### ARTICLE
....

Lance Stroll’s arrival in Formula 1 at the start of the 2017 was a far from smooth one despite a significant private testing program being undertaken in the months leading up to his grand prix debut.

Even with older hand Felipe Massa at Williams, Stroll looked uneasy behind the wheel of the FW40 car through the opening run of races as he failed to reach the checkered flag in any of his first three starts.

The Canadian was left deflated after his first decent effort in Bahrain was cut short after a clash with Carlos Sainz Jr., calling it his “rock bottom” moment – but things would turn around on home soil.

Stroll produced a stunning fight through the field to take an excellent P9 in Canada, proving his talent seen in Formula 3 the previous year and shushing many of his critics.

Better would follow two weeks later in Baku when Stroll became the youngest rookie in F1 history to score a podium, dodging a crazy race to finish third. It would have been second had he not lost a drag race against Valtteri Bottas to the line.

....

### DATASET CONTENT
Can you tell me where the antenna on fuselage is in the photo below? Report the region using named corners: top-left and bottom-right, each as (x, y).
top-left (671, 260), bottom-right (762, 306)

....

### ACTIONS TO TAKE
1 - Translate this sentence from the article on Lance Stroll's first Formula 1 season into Spanish: "Stroll produced a stunning fight through the field to take an excellent P9 in Canada, proving his talent seen in Formula 3 the previous year and shushing many of his critics."
2 - Write the next paragraph of the article on Lance Stroll's first Formula 1 season, picking up after its last sentence.
The data isn't needed for what follows.

### EXERCISE RESULTS
1 - Stroll protagonizó una impresionante remontada a través del pelotón para conseguir un excelente noveno puesto en Canadá, demostrando el talento que había mostrado en la Fórmula 3 el año anterior y acallando a muchos de sus críticos.

2 -
Stroll’s form then fluctuated greatly. He was sublime on occasion, the best examples being Monza, when he started a remarkable P2 on the grid and ended as the top midfielder in P7, or Mexico where he took a brilliant sixth.

But there were too many weekends he was a little anonymous. Sure, Williams didn’t have the best car this year, but perhaps a little better was expected from Stroll.

2018 will be an even bigger challenge as he looks to the lead the team when a new teammate arrives – and at only 19, it is a lot to handle. Nevertheless, there are positive signs to be found; you just need to look for them a little.

Season High: Taking a shock podium in Baku after dodging chaos in front.

Season Low: A poor opening two races in Australia and China.